■ **Problem details**:
Report each line of the listing below that contains the string "cloud", reproducing every such line in full.

■ **Extracted entries**:
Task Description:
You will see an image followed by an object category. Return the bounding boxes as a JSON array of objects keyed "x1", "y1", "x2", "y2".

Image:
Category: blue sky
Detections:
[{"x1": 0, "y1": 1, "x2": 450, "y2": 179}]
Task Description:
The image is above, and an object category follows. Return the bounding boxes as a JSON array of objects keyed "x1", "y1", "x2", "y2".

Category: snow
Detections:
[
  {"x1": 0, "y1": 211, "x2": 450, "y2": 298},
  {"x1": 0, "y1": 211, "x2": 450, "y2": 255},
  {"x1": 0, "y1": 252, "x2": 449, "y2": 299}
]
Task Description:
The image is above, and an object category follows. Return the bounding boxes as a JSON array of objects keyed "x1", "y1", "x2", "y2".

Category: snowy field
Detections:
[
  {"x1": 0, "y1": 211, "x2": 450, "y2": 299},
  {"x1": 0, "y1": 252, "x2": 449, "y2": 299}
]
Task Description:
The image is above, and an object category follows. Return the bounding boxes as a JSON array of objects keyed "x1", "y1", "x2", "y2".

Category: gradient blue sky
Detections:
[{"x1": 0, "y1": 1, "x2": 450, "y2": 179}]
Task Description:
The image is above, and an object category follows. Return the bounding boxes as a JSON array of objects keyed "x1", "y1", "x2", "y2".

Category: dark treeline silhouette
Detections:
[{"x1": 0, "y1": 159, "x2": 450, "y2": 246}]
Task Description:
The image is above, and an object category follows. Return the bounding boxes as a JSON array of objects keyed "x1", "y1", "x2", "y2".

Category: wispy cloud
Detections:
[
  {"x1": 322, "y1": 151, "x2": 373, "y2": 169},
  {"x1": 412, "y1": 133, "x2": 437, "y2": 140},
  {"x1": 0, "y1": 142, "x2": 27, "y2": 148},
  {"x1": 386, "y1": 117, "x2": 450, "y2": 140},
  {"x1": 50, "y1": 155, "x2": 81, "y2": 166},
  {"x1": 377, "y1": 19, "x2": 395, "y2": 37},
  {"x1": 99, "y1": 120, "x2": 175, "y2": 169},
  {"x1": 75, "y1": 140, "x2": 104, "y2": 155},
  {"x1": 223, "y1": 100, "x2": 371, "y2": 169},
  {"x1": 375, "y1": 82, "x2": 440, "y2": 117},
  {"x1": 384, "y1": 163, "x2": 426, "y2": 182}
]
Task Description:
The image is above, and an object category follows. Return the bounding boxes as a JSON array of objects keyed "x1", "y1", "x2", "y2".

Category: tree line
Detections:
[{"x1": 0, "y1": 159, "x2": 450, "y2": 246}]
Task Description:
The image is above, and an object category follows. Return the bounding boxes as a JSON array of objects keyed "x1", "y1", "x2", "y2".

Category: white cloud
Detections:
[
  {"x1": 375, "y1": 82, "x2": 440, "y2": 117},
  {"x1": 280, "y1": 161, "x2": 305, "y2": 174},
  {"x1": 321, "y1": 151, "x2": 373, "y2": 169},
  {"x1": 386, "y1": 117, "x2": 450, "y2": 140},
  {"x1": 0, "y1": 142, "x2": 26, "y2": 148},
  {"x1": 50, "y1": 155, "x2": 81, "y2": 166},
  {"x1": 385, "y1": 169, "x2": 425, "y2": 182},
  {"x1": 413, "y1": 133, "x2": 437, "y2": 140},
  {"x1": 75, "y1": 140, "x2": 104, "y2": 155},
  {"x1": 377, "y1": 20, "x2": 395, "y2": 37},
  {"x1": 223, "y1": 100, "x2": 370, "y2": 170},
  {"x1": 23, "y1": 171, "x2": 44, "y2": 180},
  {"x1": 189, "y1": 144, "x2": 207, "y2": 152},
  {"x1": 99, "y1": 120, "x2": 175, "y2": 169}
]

■ **Final result**:
Category: wispy cloud
Category: white cloud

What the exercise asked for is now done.